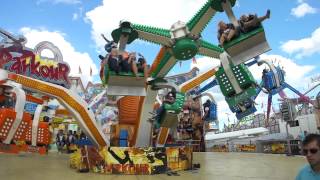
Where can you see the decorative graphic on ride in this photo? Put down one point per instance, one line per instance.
(17, 58)
(125, 160)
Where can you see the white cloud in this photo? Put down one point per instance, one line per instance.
(60, 1)
(74, 16)
(70, 54)
(302, 10)
(303, 47)
(106, 17)
(77, 15)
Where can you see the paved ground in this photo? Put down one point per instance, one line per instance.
(214, 166)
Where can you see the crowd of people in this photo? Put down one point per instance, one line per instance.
(68, 140)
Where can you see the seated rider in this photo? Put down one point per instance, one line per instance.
(250, 22)
(226, 32)
(143, 66)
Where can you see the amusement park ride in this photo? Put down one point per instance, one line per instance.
(181, 42)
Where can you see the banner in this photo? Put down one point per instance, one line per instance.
(130, 160)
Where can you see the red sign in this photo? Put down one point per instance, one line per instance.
(34, 66)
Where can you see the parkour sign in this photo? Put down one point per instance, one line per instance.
(16, 58)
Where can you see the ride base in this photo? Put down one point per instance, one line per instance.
(131, 160)
(16, 149)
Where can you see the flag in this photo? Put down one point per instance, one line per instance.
(194, 60)
(80, 72)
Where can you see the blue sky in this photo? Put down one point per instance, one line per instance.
(293, 32)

◆ Anforderung ◆
Geben Sie alle Zeilen ab der Zeile mit „Where can you see the blue“ bis einschließlich zur letzten Zeile unverändert wieder.

◆ Antwort zur Aufgabe ◆
Where can you see the blue sky in this photo? Put down one point per instance, one line per instance.
(293, 32)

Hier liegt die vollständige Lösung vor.